It was only supposed to be catching up, shooting the breeze, chit chatting. Under no circumstances was I going to do soul retrieval AGAIN! No way, no how. It was too hard. But by the end of that phone call with my shaman, I was in soul retrieval. . .AGAIN. If I had listened real closely, I probably would have heard my inner child laughing. For the last couple months, she had fully manifested in my heart and in my life. Since January, I felt like she had been guiding the whole show. That’s right. My higher self was a three-year-old.
Before the live session began, I was setting intentions for the next month. I told my shaman that I really wanted to connect and honor this three-year-old part of me—the one who had her own mind, her own way of doing things. Instead of agreeing with me, he said, “It’s important to also honor the girl who survived. She’s the hero of your story.” I bristled a bit. Well, maybe not just a bit. It was hard to honor her. If I did, then I’d have to accept all the bad things that had happened to me as part of my herstory. I didn’t say anything, but a part of me knew that he was right.
During the live session, I saw a little girl who was about three years old. She was living with people who I knew were not her parents. I understood immediately what her situation in life was and that she was me in a past life. Her parents had clearly passed on, and her current guardians did not care about her well being. She was being beaten for sure. After the live session when my shaman and I talked about what I saw, he said, “Yes, no one cried for her.”
That day was the birth of this idea. I think the hashtag #MeToo was such a comfort for a lot of us. It was a way to feel not alone in that struggle. It was also a way to shine a light on things that no one talked about enough. But the thing is, after you’ve told your story, it doesn’t make everything better. You may still have pelvic pain. You may still be in therapy. You may still have problems in relationships. You may still ignore parts of your body. I realized that we, the survivors, needed to start honoring our own girl who survived. The four-year-old who endured abuse to survive. The teenager who couldn’t speak up for herself. The young woman who was people pleasing. All these selves survived so that you and I could heal now. Like my shaman said, they are the heroes of our collective stories.

- PROBLEM -
Transcribe the soul retrieval essay in full, word for word. The rows that come next are taken from a separate source.

- DATASET EXCERPTS -
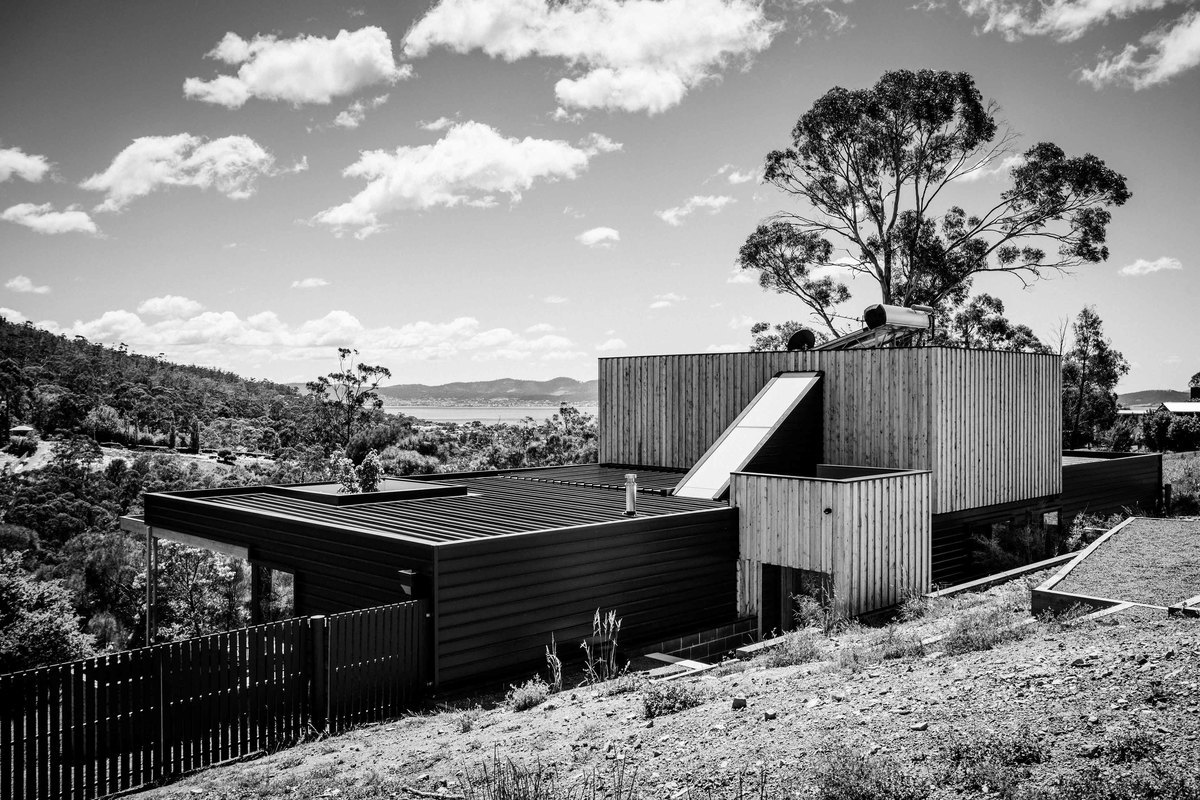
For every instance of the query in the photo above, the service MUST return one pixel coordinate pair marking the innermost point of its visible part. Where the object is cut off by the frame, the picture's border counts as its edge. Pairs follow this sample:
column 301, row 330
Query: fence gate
column 101, row 726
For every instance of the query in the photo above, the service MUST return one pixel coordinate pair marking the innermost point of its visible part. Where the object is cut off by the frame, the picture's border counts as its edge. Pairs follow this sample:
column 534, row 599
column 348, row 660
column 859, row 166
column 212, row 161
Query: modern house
column 853, row 474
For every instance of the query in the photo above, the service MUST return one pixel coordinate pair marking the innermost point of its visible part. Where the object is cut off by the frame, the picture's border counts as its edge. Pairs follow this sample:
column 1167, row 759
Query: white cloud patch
column 13, row 161
column 45, row 220
column 1143, row 266
column 211, row 335
column 469, row 166
column 23, row 284
column 735, row 175
column 667, row 300
column 172, row 306
column 599, row 238
column 299, row 71
column 231, row 164
column 357, row 112
column 709, row 203
column 633, row 55
column 1161, row 55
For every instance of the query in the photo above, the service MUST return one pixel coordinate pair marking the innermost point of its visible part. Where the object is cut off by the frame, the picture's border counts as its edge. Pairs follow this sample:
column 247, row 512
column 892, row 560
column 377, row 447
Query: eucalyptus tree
column 871, row 172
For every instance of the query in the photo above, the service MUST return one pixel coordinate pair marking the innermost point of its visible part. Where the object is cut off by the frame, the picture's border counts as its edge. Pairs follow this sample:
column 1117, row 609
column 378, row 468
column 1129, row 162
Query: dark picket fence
column 107, row 725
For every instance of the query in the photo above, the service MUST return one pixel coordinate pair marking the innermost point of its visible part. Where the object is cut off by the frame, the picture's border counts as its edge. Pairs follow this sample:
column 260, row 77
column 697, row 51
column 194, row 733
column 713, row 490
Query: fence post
column 319, row 660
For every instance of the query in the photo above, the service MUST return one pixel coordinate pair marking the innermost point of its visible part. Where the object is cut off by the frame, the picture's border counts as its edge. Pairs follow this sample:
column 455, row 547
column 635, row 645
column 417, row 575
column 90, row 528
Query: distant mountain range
column 505, row 391
column 1153, row 396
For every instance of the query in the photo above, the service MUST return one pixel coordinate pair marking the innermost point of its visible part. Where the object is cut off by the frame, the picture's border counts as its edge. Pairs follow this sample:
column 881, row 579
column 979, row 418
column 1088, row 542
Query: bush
column 528, row 695
column 796, row 648
column 982, row 630
column 670, row 697
column 850, row 775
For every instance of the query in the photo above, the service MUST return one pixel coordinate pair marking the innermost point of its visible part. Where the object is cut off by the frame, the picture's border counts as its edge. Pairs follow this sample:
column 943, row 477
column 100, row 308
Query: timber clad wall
column 985, row 423
column 875, row 542
column 501, row 599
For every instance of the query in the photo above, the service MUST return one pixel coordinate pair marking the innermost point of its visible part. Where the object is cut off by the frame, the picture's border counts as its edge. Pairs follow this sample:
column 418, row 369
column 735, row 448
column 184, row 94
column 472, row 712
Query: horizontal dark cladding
column 495, row 506
column 502, row 599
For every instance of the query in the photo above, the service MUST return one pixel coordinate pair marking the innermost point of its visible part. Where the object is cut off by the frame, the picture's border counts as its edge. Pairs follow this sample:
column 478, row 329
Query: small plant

- SOLUTION BELOW -
It was only supposed to be catching up, shooting the breeze, chit chatting. Under no circumstances was I going to do soul retrieval AGAIN! No way, no how. It was too hard. But by the end of that phone call with my shaman, I was in soul retrieval. . .AGAIN. If I had listened real closely, I probably would have heard my inner child laughing. For the last couple months, she had fully manifested in my heart and in my life. Since January, I felt like she had been guiding the whole show. That’s right. My higher self was a three-year-old.
Before the live session began, I was setting intentions for the next month. I told my shaman that I really wanted to connect and honor this three-year-old part of me—the one who had her own mind, her own way of doing things. Instead of agreeing with me, he said, “It’s important to also honor the girl who survived. She’s the hero of your story.” I bristled a bit. Well, maybe not just a bit. It was hard to honor her. If I did, then I’d have to accept all the bad things that had happened to me as part of my herstory. I didn’t say anything, but a part of me knew that he was right.
During the live session, I saw a little girl who was about three years old. She was living with people who I knew were not her parents. I understood immediately what her situation in life was and that she was me in a past life. Her parents had clearly passed on, and her current guardians did not care about her well being. She was being beaten for sure. After the live session when my shaman and I talked about what I saw, he said, “Yes, no one cried for her.”
That day was the birth of this idea. I think the hashtag #MeToo was such a comfort for a lot of us. It was a way to feel not alone in that struggle. It was also a way to shine a light on things that no one talked about enough. But the thing is, after you’ve told your story, it doesn’t make everything better. You may still have pelvic pain. You may still be in therapy. You may still have problems in relationships. You may still ignore parts of your body. I realized that we, the survivors, needed to start honoring our own girl who survived. The four-year-old who endured abuse to survive. The teenager who couldn’t speak up for herself. The young woman who was people pleasing. All these selves survived so that you and I could heal now. Like my shaman said, they are the heroes of our collective stories.